## WHAT TO DO
Would you write out the entries below, every one of them, exactly?

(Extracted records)

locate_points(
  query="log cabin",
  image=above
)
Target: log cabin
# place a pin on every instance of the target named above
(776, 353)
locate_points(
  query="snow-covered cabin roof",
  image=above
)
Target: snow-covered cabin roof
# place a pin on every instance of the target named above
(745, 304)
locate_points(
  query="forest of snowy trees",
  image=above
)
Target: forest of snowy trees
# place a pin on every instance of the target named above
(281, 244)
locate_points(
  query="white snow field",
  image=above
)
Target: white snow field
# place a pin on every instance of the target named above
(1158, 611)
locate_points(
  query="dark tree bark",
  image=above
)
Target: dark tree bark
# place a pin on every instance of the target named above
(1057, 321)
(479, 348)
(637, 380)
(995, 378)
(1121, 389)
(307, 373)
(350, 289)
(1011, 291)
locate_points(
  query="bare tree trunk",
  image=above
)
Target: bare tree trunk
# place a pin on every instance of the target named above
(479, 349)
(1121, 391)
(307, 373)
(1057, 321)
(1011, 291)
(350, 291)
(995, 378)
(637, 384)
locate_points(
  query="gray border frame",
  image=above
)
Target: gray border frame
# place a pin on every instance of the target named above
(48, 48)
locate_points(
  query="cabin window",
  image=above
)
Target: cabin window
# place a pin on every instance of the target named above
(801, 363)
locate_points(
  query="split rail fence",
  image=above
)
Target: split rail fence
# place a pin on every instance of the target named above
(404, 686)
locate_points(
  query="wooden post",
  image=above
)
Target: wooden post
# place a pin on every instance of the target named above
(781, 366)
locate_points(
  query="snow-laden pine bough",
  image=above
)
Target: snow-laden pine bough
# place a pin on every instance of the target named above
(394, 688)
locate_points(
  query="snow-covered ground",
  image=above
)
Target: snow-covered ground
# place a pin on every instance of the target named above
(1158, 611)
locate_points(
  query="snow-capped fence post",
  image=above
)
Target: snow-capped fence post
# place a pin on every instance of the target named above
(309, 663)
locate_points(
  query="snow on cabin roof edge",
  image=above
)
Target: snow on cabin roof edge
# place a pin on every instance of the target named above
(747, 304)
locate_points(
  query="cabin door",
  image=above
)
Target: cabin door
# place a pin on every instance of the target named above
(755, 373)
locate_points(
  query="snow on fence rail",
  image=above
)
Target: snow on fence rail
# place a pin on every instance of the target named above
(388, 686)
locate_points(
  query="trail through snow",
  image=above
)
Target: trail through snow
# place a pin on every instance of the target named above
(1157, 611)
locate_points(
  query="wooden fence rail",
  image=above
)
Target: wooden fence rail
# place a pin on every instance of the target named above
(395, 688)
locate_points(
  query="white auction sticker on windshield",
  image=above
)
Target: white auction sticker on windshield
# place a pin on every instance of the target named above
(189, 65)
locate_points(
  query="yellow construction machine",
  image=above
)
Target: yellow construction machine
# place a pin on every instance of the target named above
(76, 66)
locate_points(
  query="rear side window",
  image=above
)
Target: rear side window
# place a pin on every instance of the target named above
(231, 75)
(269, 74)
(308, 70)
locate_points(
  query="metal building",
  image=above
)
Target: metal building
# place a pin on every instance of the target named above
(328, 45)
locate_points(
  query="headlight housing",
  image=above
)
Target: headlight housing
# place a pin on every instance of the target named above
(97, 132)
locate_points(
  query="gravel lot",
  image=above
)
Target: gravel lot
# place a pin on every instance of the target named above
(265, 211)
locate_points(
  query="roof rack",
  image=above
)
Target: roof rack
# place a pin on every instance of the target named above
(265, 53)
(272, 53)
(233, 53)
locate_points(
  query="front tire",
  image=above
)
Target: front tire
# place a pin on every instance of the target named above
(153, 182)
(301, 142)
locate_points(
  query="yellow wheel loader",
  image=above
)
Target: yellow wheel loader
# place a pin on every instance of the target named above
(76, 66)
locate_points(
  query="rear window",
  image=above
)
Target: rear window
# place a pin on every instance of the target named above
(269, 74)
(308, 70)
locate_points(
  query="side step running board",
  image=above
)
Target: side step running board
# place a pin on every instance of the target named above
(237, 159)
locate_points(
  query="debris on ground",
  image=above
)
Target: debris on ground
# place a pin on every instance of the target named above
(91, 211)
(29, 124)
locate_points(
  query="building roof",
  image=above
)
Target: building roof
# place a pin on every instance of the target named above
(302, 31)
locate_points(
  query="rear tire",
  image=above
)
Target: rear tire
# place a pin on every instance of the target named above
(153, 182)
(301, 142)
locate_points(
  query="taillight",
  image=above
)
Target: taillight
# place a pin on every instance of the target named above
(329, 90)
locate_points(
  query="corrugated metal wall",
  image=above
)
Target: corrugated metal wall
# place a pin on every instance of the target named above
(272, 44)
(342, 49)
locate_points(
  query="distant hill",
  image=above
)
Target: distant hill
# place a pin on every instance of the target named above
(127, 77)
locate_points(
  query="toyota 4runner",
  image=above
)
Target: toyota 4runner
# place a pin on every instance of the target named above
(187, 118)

## REPLY
locate_points(
  query="log cabin",
  image=above
)
Target: log cabin
# place a pin on every instance of the target named above
(776, 353)
locate_points(
  query="snow-covered cabin roof",
  image=above
)
Target: snow-covered cabin roof
# place a pin on every instance of the target named above
(745, 304)
locate_points(
  query="forest of snowy trees",
  image=above
)
Target: forest of snowy trees
# place a pin on every instance of the target named above
(281, 244)
locate_points(
  query="white snow field",
  image=above
)
Target: white snow field
# place a pin on every instance of the target named above
(1158, 611)
locate_points(
  query="dark tree bark",
  image=above
)
Target: dark tree bark
# place a pin on every instance of the target named above
(1057, 321)
(479, 348)
(637, 380)
(995, 378)
(1121, 389)
(307, 373)
(350, 289)
(1011, 291)
locate_points(
  query="bare tree trunk",
  image=above
)
Target: bare tree trunk
# place a pin on every instance of the target named above
(479, 349)
(1121, 391)
(307, 373)
(1057, 321)
(1011, 291)
(350, 291)
(995, 378)
(637, 384)
locate_points(
  query="gray border frame",
  image=above
)
Target: gray border frame
# place a pin on every instance of the target named above
(48, 48)
locate_points(
  query="cabin window",
  image=above
)
Target: cabin window
# place a pin on every instance of the target named above
(801, 363)
locate_points(
  query="split rail fence",
  image=above
)
Target: split rail fence
# place a pin on every instance of the target named above
(404, 686)
locate_points(
  query="wooden post",
  image=above
)
Target: wooden post
# place a pin on every instance of the target named above
(781, 366)
locate_points(
  query="snow-laden pine bough",
  image=above
)
Target: snow-laden pine bough
# place a pin on every instance of the target named above
(394, 688)
locate_points(
  query="snow-covered ground",
  image=above
)
Target: snow-covered ground
# place a pin on every instance of the target named above
(1158, 611)
locate_points(
  query="snow-capped fence post",
  image=above
)
Target: snow-capped fence post
# place a pin on every instance of the target named above
(309, 663)
locate_points(
  query="snow on cabin roof edge",
  image=above
)
Target: snow on cabin roof edge
# place a pin on every instance of the target named above
(747, 304)
locate_points(
  query="cabin door",
  image=above
)
Target: cabin door
# place a pin on every instance of the target named above
(755, 373)
locate_points(
  query="snow on fence rail",
  image=above
)
Target: snow on fence rail
# place a pin on every instance of the target named above
(388, 686)
locate_points(
  query="trail through snow",
  image=above
)
Target: trail through snow
# place a pin on every instance of the target named above
(1157, 611)
locate_points(
  query="wooden fence rail",
  image=above
)
Target: wooden fence rail
# place a pin on every instance of the target named above
(395, 688)
locate_points(
  query="white auction sticker on windshield",
  image=above
)
Target: white auction sticker on windshield
# place a pin on every instance of the target named above
(189, 65)
locate_points(
  query="yellow construction machine",
  image=above
)
Target: yellow construction machine
# place a pin on every instance of the target named above
(76, 66)
locate_points(
  query="rear side window",
  image=above
)
Target: rear side window
# place a pin on every instance of the target named above
(231, 75)
(269, 74)
(308, 70)
locate_points(
  query="metal building",
  image=above
)
Target: metal building
# place a pin on every instance of the target named above
(328, 45)
locate_points(
  query="headlight housing",
  image=above
)
Target: headlight housing
# place a pin on every instance of the target named above
(97, 132)
locate_points(
  query="gravel lot",
  image=above
)
Target: gravel lot
# place a pin on every instance of the target named above
(265, 211)
locate_points(
  query="roof rack",
  image=above
)
Target: roof rack
# place a pin on every instance of the target named above
(265, 53)
(272, 53)
(233, 53)
locate_points(
  query="front tire",
  image=above
)
Target: front tire
# place a pin on every instance of the target named above
(153, 182)
(301, 142)
locate_points(
  query="yellow wheel loader",
  image=above
)
Target: yellow wheel loader
# place a pin on every instance of the target named above
(76, 66)
locate_points(
  query="rear window",
  image=above
)
Target: rear window
# place a pin on every instance of the target named above
(269, 74)
(308, 70)
locate_points(
  query="side step running board",
  image=above
)
Target: side step running board
# place a pin on every instance of the target named above
(237, 159)
locate_points(
  query="debris on ground",
  image=above
)
Target: debris on ground
# place a pin on every instance of the target named above
(91, 211)
(29, 124)
locate_points(
  query="building roof",
  image=above
)
Target: building roof
# place a pin on every instance of the target named above
(302, 31)
locate_points(
  query="rear tire",
  image=above
)
Target: rear tire
# place a pin on every instance of the target named above
(153, 182)
(301, 142)
locate_points(
  query="taillight",
  image=above
)
Target: taillight
# place a pin on every instance of the target named above
(329, 90)
locate_points(
  query="corrugated metal wall",
  image=above
)
Target: corrugated metal wall
# place a pin on every instance of the target named above
(272, 44)
(342, 49)
locate_points(
  query="distant hill",
  image=above
)
Target: distant hill
# place a pin on every instance of the target named above
(127, 77)
locate_points(
  query="toyota 4runner",
  image=above
)
Target: toyota 4runner
# place a pin on every instance of the target named above
(187, 118)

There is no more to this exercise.